*Okunacak metin:*

-------------------------

EMIR’in Türkiye Uyarlaması: Veri Depolama Kuruluşlarına Yapılacak Raporlamalara İlişkin Tebliğ Taslağı
Kısa adı “EMIR” olan “European Market Infrastructure Regulation”, 2008 yılında Lehman Brothers’in battığı ve birçok global bankanın büyük mali zararlara uğradığı finansal kriz sonrasında türev ürünlere ilişkin tezgahüstü piyasalarda şeffaflığın artırılması amacıyla bu işlemlerin merkezi bir otoriteye (The European Markets and Securities Authority (ESMA)) bildirilerek izlenmesini sağlamak üzere Avrupa Birliği’nde ortaya çıkmış bir mevzuattı.
Türk bankaları da Avrupa Birliği’nde faaliyet gösteren bu raporlamaya tabi bankalarla yaptıkları türev işlemler dolayısıyla kısmi olarak bu mevzuat kapsamındaki işlemlerin mutabakatı, LEI numarası temini ve çalışılacak merkezi karşı tarafın seçimi gibi yükümlülüklere tabi idi. Avrupa Birliği’nde 2012 yılı ortalarında yayımlanan ve 15 Mart 2013 tarihinde devreye giren EMIR’in yerel mevzuatımıza ilk yansıması 30.12.2012 tarihli Resmi Gazete’de yayımlanan “6362 sayılı Sermaye Piyasası Kanunu (SPKn)”nun “Veri Depolama Kuruluşları“na ilişkin 87 nci maddesi ile olmuştu. Bu maddeye göre Sermaye Piyasası Kurulu (SPK) sistemik riskin gözetimi ve finansal istikrarın korunması amacıyla, sermaye piyasasında gerçekleştirilen işlemlere ilişkin olarak bu işlemleri gerçekleştirenlerden, bu işlemlere ilişkin bilgilerin, belirleyeceği şekil ve içerikte, doğrudan kendisine veya yetkilendireceği bir veri depolama kuruluşuna bildirilmesini isteyebilme konusunda yetkilendirilmişti.

-------------------------

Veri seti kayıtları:
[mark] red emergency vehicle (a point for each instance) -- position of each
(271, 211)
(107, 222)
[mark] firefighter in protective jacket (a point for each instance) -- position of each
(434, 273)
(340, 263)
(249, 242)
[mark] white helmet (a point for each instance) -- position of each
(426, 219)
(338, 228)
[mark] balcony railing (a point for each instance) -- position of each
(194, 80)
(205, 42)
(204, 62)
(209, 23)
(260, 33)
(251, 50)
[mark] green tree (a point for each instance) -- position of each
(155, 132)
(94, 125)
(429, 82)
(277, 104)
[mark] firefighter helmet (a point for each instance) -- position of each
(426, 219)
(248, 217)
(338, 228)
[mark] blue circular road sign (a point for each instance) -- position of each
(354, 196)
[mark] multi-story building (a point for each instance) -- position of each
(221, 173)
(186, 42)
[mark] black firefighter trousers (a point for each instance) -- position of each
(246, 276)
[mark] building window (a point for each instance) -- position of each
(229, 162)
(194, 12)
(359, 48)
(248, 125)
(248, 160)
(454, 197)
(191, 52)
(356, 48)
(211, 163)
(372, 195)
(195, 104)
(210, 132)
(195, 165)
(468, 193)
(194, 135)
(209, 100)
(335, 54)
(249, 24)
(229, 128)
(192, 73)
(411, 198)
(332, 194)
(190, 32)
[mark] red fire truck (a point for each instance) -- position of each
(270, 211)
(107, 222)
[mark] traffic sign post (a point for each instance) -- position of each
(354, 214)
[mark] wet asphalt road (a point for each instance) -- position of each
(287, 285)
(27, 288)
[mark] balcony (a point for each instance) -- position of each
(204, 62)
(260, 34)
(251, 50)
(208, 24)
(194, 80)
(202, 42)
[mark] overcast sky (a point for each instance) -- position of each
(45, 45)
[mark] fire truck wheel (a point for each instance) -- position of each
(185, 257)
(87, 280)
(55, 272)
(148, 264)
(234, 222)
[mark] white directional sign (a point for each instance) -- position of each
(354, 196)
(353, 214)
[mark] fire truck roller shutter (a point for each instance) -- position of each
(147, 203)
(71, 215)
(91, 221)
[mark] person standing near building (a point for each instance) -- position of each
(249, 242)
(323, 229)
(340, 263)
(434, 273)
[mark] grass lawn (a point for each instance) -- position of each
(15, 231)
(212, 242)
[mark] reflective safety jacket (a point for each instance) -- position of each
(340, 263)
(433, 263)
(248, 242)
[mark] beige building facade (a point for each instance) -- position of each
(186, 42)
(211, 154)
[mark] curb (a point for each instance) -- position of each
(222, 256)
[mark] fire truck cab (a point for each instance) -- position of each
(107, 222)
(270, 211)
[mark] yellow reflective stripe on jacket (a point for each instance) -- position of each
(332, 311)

-------------------------

*Görev tanımı:* Yukarıdaki EMIR metninde "EMIR’in Türkiye Uyarlaması: Veri" sözlerinden "çıkmış bir mevzuattı." sözlerine kadar olan kısmı hiçbir değişiklik yapmadan yineleyin.

*Alıştırma yanıtı:*
EMIR’in Türkiye Uyarlaması: Veri Depolama Kuruluşlarına Yapılacak Raporlamalara İlişkin Tebliğ Taslağı
Kısa adı “EMIR” olan “European Market Infrastructure Regulation”, 2008 yılında Lehman Brothers’in battığı ve birçok global bankanın büyük mali zararlara uğradığı finansal kriz sonrasında türev ürünlere ilişkin tezgahüstü piyasalarda şeffaflığın artırılması amacıyla bu işlemlerin merkezi bir otoriteye (The European Markets and Securities Authority (ESMA)) bildirilerek izlenmesini sağlamak üzere Avrupa Birliği’nde ortaya çıkmış bir mevzuattı.